▸ Required work: Update the comments on ChatGPT from "There’s already a" to "into a prompt.", replacing "plugins" with "extensions".

(Text passage begins)

There’s already a couple of interesting if very limited ChatGPT plugins in the Chrome store that are somewhat useful – worth taking a look. Eg. a YouTube transcript summarizer – though usually only part of the transcript can fit into a prompt.
But the future of language model use probably lies in more complex and structured uses, where a LLM is given multiple prompts – e.g. having it generate web searches to collect factual data needed to satisfy user requests. To be economical, LLM requests/responses may need to cost ~1% of present.
Possibly the right approach will be to create compact language models (CLMs) that can run quickly on a personal device and embed those in an assistant app that does a good job of handling most user requests, but occasionally needs to use the full online LLM for part or all of a request.
I remember taking calculus in college. We were training with Wolfram Alpha quite a bit. I remember thinking how one person could invent such a thing. Stephen Wolfram is a true genius. ChatGPT will only increase the power of it by like a million times
ChatGPT and the like should be trained on scientific literature if they aren’t already.
I think GPT4 will bring a lot of surprises in logical and mathematical reasoning by itself, as GPT3 already did, despite its shortcomings.
Seems that educating a LLM using documented computer code, makes the overall model better and more correct overall. My hunch is the mathematical education of GPT3 wasn’t that good compared to its CS training, given the comparative difficulty of getting enough examples of solved and correctly documented mathematical problems (including its markup, which is a bit inconsistent across sources), versus computer code in sites like Stack Overflow, which already use natural and formal languages together, as a Rosetta stone.

(Text passage ends)
(Listed entries begins)

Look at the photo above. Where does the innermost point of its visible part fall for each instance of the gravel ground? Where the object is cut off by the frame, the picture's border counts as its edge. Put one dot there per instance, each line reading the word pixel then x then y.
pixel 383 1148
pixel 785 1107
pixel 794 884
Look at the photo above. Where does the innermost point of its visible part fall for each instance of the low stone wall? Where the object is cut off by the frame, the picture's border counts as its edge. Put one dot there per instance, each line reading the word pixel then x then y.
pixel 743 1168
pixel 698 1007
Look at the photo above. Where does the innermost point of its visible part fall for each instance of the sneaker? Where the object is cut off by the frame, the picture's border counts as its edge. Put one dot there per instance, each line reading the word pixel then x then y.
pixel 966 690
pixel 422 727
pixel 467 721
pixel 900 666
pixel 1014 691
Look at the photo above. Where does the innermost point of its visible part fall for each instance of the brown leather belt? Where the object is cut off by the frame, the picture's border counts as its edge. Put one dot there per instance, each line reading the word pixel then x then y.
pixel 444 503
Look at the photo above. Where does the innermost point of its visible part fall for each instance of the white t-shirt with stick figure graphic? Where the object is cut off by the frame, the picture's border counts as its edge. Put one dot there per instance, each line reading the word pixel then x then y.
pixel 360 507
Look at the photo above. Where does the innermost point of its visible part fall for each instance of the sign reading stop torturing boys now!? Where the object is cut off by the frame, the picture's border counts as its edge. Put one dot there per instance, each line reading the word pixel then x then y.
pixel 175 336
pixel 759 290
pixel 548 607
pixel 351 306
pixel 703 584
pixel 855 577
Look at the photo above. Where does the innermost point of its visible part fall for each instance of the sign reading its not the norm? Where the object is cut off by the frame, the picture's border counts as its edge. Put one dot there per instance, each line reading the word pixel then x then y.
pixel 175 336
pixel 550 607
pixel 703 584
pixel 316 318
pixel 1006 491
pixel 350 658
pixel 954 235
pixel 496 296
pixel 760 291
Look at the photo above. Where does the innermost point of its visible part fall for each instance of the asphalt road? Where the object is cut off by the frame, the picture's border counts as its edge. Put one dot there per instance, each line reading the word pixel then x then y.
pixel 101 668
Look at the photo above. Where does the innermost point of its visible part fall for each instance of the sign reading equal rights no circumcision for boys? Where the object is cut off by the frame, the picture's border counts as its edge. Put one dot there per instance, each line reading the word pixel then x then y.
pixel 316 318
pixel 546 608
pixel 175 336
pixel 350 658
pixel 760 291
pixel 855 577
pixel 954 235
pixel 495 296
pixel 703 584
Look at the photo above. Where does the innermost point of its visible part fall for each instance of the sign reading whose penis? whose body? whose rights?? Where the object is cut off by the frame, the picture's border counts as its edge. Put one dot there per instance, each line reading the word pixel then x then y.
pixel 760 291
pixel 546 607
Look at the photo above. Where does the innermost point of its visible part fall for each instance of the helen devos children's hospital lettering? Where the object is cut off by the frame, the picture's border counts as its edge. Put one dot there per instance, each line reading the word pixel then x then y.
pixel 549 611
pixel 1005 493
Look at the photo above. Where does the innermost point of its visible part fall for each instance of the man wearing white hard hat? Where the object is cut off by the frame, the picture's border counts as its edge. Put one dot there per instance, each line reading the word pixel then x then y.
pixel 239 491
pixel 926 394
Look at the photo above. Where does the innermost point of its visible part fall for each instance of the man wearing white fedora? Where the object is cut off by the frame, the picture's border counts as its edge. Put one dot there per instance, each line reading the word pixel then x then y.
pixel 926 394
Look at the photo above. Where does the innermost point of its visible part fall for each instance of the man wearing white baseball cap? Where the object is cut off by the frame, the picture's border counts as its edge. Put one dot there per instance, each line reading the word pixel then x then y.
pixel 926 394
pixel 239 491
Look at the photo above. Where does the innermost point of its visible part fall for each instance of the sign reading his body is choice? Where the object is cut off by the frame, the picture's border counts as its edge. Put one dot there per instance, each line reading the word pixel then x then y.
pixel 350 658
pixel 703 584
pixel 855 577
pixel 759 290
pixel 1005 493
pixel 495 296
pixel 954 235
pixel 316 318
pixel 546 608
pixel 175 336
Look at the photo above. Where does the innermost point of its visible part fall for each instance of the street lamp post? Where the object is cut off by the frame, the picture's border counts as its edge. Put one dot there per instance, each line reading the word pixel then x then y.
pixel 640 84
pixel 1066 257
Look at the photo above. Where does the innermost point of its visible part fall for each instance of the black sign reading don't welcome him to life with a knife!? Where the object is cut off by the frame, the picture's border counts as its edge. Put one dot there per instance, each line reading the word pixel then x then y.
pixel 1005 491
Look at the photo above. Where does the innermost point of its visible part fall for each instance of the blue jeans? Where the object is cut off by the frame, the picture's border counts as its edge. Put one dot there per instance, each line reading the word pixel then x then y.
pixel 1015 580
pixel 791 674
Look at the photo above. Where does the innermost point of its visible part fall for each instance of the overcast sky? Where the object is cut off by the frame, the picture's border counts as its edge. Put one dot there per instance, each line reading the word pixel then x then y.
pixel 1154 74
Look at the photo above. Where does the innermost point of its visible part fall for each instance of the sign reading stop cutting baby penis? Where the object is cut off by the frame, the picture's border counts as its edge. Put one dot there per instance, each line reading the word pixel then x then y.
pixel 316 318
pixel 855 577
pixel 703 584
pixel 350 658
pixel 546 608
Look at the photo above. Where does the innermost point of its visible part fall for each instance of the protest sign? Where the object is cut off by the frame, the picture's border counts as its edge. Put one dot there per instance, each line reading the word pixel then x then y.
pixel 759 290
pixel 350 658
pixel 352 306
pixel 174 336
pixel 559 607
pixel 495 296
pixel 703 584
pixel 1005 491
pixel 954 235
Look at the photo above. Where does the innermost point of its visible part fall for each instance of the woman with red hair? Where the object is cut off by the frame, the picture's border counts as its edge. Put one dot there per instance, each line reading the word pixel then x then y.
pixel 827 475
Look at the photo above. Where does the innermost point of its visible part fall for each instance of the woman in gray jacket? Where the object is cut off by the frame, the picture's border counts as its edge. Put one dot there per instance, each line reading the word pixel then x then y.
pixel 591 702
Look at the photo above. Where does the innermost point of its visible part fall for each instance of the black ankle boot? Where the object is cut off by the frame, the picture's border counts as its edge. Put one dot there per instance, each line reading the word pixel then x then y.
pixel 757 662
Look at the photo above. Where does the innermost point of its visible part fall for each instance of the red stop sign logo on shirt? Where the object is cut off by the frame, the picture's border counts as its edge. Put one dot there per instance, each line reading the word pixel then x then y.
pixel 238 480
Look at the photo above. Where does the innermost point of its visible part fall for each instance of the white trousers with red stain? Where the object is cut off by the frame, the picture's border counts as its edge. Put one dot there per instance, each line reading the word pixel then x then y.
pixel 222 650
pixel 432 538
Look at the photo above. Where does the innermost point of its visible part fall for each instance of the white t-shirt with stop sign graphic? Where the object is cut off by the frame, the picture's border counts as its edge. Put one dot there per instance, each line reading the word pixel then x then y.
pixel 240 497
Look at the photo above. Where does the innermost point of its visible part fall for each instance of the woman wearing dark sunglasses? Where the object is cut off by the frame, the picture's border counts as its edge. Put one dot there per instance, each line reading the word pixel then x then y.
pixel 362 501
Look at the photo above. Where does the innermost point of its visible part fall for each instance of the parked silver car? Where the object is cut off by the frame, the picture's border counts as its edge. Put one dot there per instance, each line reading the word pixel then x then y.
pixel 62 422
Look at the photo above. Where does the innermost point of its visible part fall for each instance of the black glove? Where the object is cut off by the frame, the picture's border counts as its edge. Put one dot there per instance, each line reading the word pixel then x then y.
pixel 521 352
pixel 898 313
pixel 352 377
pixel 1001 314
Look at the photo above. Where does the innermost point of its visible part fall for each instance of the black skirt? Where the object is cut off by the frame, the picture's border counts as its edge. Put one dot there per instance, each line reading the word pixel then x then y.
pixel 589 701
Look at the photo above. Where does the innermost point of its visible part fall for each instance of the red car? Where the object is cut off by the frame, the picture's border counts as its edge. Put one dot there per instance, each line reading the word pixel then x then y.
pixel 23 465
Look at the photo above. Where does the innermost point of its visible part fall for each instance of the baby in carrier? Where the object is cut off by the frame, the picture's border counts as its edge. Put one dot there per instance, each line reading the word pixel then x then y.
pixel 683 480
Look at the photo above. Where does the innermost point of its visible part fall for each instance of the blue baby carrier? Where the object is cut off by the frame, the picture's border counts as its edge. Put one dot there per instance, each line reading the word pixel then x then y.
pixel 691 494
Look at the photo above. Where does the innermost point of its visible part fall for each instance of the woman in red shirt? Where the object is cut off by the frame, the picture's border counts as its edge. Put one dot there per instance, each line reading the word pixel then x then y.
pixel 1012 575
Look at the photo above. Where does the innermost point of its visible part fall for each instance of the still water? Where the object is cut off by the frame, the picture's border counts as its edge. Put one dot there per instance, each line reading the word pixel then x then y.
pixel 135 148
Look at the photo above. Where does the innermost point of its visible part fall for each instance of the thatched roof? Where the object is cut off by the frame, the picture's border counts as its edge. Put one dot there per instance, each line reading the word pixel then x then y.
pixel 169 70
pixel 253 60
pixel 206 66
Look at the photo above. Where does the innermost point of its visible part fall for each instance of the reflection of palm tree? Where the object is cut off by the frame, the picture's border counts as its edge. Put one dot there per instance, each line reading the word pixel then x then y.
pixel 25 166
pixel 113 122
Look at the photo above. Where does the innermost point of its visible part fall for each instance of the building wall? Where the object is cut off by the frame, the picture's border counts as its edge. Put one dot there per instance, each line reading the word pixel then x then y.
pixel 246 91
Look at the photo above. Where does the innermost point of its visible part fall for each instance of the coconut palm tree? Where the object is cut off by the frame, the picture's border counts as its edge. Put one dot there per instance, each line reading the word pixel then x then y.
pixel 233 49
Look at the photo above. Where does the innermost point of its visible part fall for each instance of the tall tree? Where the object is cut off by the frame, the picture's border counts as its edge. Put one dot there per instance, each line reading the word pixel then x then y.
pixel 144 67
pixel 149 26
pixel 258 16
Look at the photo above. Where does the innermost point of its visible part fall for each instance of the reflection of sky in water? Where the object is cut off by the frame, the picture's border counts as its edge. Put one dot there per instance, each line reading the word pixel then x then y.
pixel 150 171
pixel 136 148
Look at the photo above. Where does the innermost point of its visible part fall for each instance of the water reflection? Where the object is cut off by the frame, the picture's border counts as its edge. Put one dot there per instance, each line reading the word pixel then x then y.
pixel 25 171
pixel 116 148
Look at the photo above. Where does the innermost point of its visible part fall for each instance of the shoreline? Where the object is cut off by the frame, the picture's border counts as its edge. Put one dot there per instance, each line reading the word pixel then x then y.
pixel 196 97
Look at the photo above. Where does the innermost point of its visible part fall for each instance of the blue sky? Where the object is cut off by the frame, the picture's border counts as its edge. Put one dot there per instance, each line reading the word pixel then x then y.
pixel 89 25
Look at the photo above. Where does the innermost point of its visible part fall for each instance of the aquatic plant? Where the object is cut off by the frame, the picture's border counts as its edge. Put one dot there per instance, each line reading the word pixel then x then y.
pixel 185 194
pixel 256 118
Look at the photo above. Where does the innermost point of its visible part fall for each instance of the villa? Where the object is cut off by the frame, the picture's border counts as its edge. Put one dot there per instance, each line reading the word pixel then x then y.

(Listed entries ends)

▸ Exercise solution:
There’s already a couple of interesting if very limited ChatGPT extensions in the Chrome store that are somewhat useful – worth taking a look. Eg. a YouTube transcript summarizer – though usually only part of the transcript can fit into a prompt.